→ **TEXTO DE REFERENCIA**

______

D. La doctrina de la infalibilidad se basa en la falsa suposición de la perpetuidad del apostolado.

Como el primer argumento contra la doctrina de los romanistas en cuanto a la infalibilidad de la de la Iglesia es que hace que la Iglesia de Roma sea el cuerpo al que pertenecen los atributos, prerrogativas y promesas de Cristo a los verdaderos creyentes; el segundo es que limita la promesa de la enseñanza del Espíritu, a los obispos como sucesores de los Apóstoles. En otras palabras, los romanistas asumen falsamente la perpetuidad del Apostolado. Si es cierto que los prelados de la Iglesia de Roma, o de cualquier otra iglesia, son apóstoles, investidos de la misma autoridad para para enseñar y gobernar como los mensajeros originales de Cristo, entonces debemos estar obligados a a rendir la misma fe a sus enseñanzas y la misma obediencia a sus mandatos, como se debe a los escritos inspirados del Nuevo Testamento. Y tal es la doctrina de la Iglesia de Roma.

Los modernos prelados no son Apóstoles

Para decidir si los modernos obispos son apóstoles, es necesario en primer lugar determinar la naturaleza del apostolado, y determinar su los modernos prelados tienen los dones, las cualificaciones y las credenciales de tal oficio. ¿Quiénes fueron los Apóstoles? Fueron un número concreto de hombres seleccionados por Cristo para que fueran sus testigos, para que testificaran de sus doctrinas, de los hechos de su vida, de su muerte, y especialmente de su resurrección. Para capacitarlas para este oficio de testigos autorizados era necesario: 
(1.) Que tuvieran un conocimiento independiente y plenario del evangelio. 
(2.) Que hubieran visto a Cristo después de su resurrección. 
(3.) Que fueran inspirados, esto es, que fueran guiados individual y particularmente por el Espíritu Santo para ser infalibles en todas sus instrucciones. 
(4.) Que fueran autenticados como mensajeros de Cristo, adheriéndose al verdadero evangelio, por el éxito en la predicación (Pablo les dijo a los corintios que ellos eran el sello de su apostolado, 1 Co 9:2); y mediante señales y maravilIas y diversos milagros y repartimientos del Espíritu Santo. Tales eran los dones y cualificaciones y credenciales de los Apóstoles originales; y aquellos que pretendían el oficio sin poseer estos dones y credenciales eran pronunciados falsos apóstoles y mensajeros de Satanás.

Cuando Pablo afirmó ser apóstol, sintió que era necesario demostrar: 
(1.) Que había sido designado, no por hombre ni por medio de hombres, sino ínmediatamente por Jesucristo (Gál 1: 1).

______

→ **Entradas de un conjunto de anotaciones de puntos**
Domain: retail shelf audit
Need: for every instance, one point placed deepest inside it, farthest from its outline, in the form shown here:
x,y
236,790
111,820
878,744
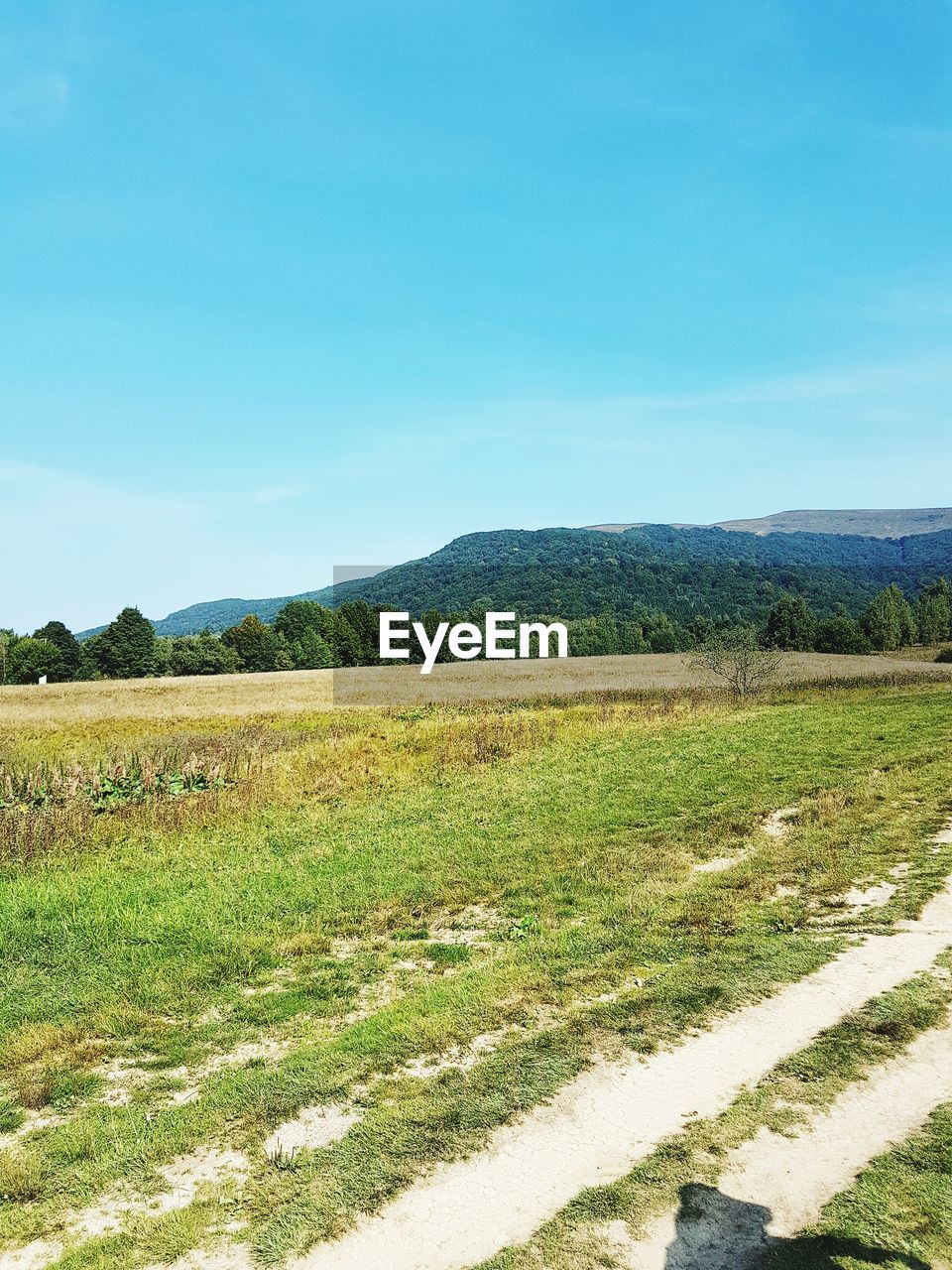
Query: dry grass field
x,y
294,693
532,978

______

→ **TAREAS PENDIENTES**
- A) Transcribe el fragmento del texto sobre la infalibilidad que empieza con las palabras "Para decidir si" y termina con "después de su resurrección.".
- B) Responde a estas preguntas a partir del texto sobre la infalibilidad:
(i) ¿A quiénes limita la doctrina de los romanistas la promesa de la enseñanza del Espíritu?
(ii) ¿Qué dijo Pablo a los corintios que eran ellos?
(iii) ¿Cómo eran pronunciados quienes pretendían el oficio sin poseer los dones y credenciales de los Apóstoles?
Las líneas no guardan relación alguna con el texto sobre la infalibilidad.

→ **RESPUESTAS**
- A)
Para decidir si los modernos obispos son apóstoles, es necesario en primer lugar determinar la naturaleza del apostolado, y determinar su los modernos prelados tienen los dones, las cualificaciones y las credenciales de tal oficio. ¿Quiénes fueron los Apóstoles? Fueron un número concreto de hombres seleccionados por Cristo para que fueran sus testigos, para que testificaran de sus doctrinas, de los hechos de su vida, de su muerte, y especialmente de su resurrección. Para capacitarlas para este oficio de testigos autorizados era necesario: 
(1.) Que tuvieran un conocimiento independiente y plenario del evangelio. 
(2.) Que hubieran visto a Cristo después de su resurrección.

- B)
(i) A los obispos como sucesores de los Apóstoles.
(ii) Que eran el sello de su apostolado.
(iii) Falsos apóstoles y mensajeros de Satanás.